● TASK DETAILS: Scan the entries that follow for the word "sandal", then report every line in which it appears.

● DATA FOR ANALYSIS:

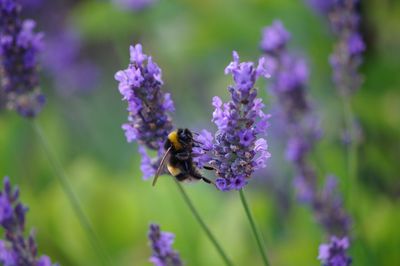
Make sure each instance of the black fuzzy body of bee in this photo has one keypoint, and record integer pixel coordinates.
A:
(178, 157)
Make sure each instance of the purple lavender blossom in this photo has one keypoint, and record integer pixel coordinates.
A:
(238, 150)
(161, 245)
(288, 84)
(347, 55)
(149, 122)
(19, 46)
(329, 209)
(334, 253)
(135, 5)
(274, 37)
(15, 249)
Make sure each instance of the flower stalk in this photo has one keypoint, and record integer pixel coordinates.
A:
(72, 197)
(256, 233)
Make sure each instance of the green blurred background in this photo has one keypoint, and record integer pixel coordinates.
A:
(192, 42)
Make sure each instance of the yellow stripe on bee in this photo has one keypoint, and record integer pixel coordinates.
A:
(173, 137)
(173, 170)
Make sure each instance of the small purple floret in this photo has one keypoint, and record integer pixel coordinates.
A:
(149, 121)
(161, 245)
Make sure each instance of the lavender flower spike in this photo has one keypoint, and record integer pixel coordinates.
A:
(149, 121)
(15, 249)
(334, 253)
(238, 150)
(161, 245)
(19, 46)
(347, 55)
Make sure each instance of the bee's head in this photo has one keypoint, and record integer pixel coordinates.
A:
(185, 136)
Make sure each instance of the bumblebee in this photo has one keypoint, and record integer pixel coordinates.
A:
(178, 157)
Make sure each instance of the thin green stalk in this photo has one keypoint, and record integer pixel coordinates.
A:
(73, 199)
(256, 233)
(203, 225)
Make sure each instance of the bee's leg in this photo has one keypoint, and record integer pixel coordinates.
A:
(182, 156)
(198, 176)
(208, 181)
(181, 177)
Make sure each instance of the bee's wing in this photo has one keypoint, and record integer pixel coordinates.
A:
(161, 166)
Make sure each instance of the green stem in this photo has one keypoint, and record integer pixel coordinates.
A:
(203, 225)
(67, 188)
(257, 235)
(351, 188)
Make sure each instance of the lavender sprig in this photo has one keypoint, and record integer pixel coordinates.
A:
(347, 55)
(334, 253)
(15, 248)
(237, 150)
(289, 85)
(19, 46)
(161, 245)
(149, 121)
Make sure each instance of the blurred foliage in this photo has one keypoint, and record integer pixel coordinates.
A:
(192, 42)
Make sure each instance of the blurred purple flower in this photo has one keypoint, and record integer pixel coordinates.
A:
(135, 5)
(161, 245)
(334, 253)
(149, 122)
(237, 150)
(15, 249)
(347, 55)
(19, 46)
(274, 37)
(289, 85)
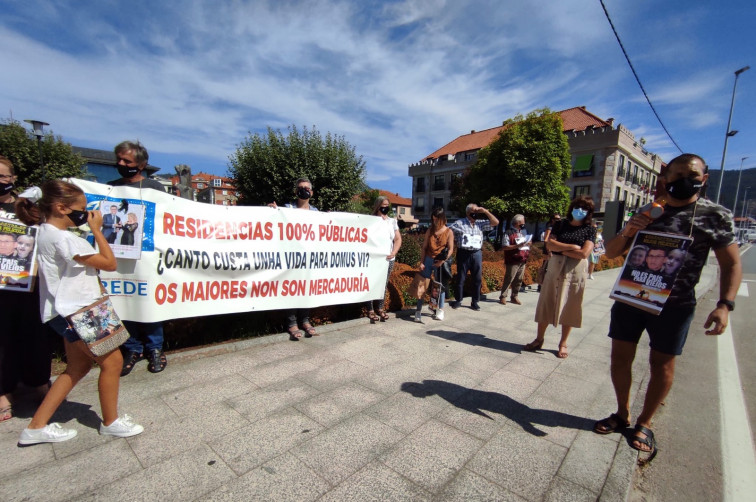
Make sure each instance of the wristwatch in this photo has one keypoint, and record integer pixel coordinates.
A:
(727, 303)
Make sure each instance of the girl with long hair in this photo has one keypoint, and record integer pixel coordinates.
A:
(68, 268)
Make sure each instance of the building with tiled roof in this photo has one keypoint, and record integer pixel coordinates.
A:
(211, 189)
(609, 164)
(402, 207)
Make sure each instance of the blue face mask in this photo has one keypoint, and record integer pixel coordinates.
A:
(579, 214)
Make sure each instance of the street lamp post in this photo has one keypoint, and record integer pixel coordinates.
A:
(737, 188)
(743, 226)
(38, 126)
(729, 132)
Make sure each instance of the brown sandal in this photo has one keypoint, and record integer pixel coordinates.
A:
(533, 346)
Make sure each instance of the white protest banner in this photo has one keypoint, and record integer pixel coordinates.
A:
(200, 259)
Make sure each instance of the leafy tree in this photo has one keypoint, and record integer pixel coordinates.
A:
(523, 170)
(265, 168)
(20, 145)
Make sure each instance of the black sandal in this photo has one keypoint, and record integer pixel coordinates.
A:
(158, 361)
(647, 441)
(310, 331)
(130, 361)
(294, 333)
(612, 423)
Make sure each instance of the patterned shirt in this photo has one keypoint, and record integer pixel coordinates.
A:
(712, 228)
(469, 236)
(566, 233)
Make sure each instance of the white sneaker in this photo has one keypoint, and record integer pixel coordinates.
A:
(123, 427)
(51, 433)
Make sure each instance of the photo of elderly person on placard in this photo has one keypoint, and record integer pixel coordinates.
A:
(24, 250)
(111, 221)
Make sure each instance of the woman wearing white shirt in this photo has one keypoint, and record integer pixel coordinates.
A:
(381, 208)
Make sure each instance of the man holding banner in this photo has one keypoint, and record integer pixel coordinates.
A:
(300, 317)
(146, 337)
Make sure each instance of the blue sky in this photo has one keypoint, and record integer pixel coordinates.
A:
(398, 79)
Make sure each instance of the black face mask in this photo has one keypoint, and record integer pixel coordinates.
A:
(5, 188)
(78, 218)
(683, 188)
(127, 172)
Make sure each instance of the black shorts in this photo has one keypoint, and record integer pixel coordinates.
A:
(667, 331)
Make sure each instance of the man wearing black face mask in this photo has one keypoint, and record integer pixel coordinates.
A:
(516, 251)
(146, 337)
(711, 227)
(300, 317)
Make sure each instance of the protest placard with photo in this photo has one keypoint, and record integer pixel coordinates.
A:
(650, 269)
(18, 256)
(123, 226)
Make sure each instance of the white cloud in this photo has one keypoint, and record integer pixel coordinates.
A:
(397, 79)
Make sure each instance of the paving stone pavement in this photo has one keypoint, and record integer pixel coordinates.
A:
(450, 410)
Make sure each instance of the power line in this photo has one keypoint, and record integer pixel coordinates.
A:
(637, 79)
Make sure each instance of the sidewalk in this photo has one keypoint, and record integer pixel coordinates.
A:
(450, 410)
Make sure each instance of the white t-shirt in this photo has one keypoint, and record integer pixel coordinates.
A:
(65, 285)
(391, 226)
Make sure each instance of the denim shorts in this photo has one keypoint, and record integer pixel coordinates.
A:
(667, 331)
(61, 327)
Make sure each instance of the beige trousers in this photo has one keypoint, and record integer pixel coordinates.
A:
(561, 298)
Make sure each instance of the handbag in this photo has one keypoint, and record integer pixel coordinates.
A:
(419, 285)
(99, 326)
(541, 275)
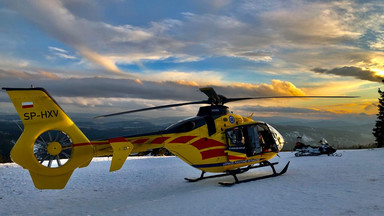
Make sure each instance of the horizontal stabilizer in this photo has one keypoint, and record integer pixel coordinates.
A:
(121, 149)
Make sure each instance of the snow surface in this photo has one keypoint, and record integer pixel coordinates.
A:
(349, 185)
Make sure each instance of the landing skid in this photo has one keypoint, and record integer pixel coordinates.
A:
(242, 170)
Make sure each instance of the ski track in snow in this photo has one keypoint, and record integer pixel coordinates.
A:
(318, 185)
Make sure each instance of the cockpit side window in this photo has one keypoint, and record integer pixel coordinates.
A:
(235, 137)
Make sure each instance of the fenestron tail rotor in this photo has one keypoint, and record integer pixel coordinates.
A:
(215, 99)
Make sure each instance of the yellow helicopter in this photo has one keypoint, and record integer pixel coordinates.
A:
(51, 146)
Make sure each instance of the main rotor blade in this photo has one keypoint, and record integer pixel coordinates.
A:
(212, 95)
(153, 108)
(227, 100)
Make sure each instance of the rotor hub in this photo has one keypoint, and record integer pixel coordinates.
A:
(54, 148)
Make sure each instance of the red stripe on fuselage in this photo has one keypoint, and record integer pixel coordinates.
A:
(183, 139)
(204, 143)
(236, 158)
(140, 141)
(159, 140)
(119, 139)
(212, 153)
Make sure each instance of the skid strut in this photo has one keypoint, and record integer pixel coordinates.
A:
(242, 170)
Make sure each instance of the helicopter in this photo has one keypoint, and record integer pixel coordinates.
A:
(216, 140)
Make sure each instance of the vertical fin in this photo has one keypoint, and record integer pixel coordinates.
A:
(40, 114)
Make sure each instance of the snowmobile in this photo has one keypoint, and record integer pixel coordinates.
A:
(308, 150)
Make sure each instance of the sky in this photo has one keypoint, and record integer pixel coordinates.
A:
(99, 57)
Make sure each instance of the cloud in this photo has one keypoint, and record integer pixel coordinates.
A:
(352, 71)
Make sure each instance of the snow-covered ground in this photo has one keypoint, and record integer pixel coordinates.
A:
(349, 185)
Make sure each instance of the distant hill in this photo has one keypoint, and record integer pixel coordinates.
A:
(338, 133)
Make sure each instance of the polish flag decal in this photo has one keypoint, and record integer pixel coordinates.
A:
(26, 105)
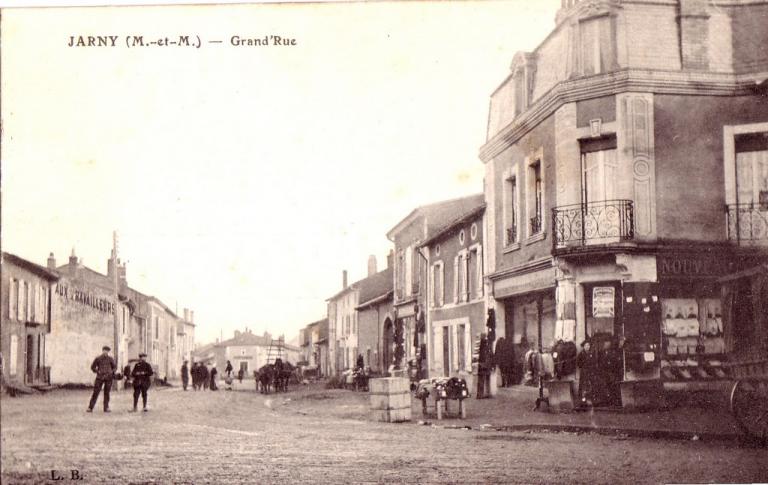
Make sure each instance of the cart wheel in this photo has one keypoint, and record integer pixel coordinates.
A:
(749, 405)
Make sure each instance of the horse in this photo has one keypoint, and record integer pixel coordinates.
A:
(264, 378)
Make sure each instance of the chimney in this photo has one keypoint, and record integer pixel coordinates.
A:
(694, 34)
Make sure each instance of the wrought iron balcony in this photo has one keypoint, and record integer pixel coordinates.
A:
(747, 222)
(599, 222)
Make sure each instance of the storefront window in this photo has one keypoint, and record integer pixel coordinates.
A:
(601, 305)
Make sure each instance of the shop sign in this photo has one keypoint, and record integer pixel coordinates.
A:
(602, 301)
(671, 266)
(85, 298)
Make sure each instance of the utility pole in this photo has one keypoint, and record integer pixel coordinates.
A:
(115, 297)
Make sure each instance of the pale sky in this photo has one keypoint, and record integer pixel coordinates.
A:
(243, 180)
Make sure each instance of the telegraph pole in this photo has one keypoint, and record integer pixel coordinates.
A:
(115, 296)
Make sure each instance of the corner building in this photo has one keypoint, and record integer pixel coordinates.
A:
(626, 173)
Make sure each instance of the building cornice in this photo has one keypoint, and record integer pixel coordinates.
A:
(529, 267)
(626, 80)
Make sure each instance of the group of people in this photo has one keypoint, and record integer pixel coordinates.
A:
(105, 369)
(202, 377)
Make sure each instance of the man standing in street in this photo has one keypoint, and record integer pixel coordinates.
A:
(214, 372)
(184, 375)
(142, 373)
(104, 366)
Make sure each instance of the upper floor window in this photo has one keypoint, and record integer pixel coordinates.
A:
(474, 273)
(599, 169)
(752, 169)
(536, 198)
(597, 46)
(745, 158)
(511, 212)
(438, 284)
(13, 299)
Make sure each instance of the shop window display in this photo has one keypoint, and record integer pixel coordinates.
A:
(692, 338)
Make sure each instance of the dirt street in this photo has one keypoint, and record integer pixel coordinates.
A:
(316, 436)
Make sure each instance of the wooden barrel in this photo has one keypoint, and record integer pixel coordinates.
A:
(390, 399)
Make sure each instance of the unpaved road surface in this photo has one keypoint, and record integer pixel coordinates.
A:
(317, 436)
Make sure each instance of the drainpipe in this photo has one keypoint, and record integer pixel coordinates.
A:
(427, 325)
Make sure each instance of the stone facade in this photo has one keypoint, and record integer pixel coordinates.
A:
(627, 131)
(25, 309)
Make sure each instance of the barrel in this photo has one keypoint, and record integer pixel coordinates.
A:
(390, 399)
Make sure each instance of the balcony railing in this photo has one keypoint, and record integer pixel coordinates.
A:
(599, 222)
(747, 222)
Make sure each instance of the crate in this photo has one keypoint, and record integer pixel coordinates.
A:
(390, 399)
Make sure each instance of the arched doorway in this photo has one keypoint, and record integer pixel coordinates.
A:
(388, 344)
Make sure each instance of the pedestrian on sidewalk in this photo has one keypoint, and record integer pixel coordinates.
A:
(142, 374)
(214, 373)
(104, 367)
(127, 375)
(204, 376)
(484, 365)
(184, 375)
(504, 358)
(586, 361)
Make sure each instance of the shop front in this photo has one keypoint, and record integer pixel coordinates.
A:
(693, 349)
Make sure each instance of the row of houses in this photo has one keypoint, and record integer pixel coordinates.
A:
(626, 176)
(247, 352)
(56, 319)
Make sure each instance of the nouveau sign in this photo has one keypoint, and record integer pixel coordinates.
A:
(685, 265)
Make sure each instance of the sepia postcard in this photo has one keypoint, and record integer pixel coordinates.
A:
(506, 241)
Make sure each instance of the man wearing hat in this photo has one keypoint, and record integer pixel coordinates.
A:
(104, 366)
(142, 372)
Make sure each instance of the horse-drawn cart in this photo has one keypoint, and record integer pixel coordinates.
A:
(745, 305)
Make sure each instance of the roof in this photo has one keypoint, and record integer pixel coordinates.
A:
(438, 214)
(41, 271)
(63, 269)
(375, 286)
(460, 220)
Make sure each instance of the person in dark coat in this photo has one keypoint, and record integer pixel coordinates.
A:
(104, 367)
(184, 375)
(142, 374)
(214, 373)
(484, 365)
(127, 375)
(586, 361)
(204, 376)
(504, 357)
(196, 376)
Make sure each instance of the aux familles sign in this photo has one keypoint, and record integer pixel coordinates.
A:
(86, 298)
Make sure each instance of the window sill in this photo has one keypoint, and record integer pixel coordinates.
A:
(540, 236)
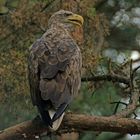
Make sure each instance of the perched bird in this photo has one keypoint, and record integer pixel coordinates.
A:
(55, 67)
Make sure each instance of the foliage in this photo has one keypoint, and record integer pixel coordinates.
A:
(21, 23)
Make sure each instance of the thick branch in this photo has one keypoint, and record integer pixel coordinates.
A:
(113, 78)
(73, 122)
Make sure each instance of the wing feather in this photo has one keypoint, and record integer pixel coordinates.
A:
(54, 70)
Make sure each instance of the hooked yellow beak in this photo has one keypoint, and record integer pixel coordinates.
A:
(76, 19)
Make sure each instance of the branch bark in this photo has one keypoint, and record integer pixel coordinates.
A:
(72, 122)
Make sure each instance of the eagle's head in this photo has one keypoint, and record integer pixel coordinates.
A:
(66, 18)
(71, 22)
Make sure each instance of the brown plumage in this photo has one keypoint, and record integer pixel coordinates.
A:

● ANSWER TO THE EXERCISE:
Make sure each instance of the brown sandal in this photo has one keypoint, and record integer pixel coordinates.
Make sure each instance of the black sandal in this photo has one keypoint, and record integer pixel coordinates.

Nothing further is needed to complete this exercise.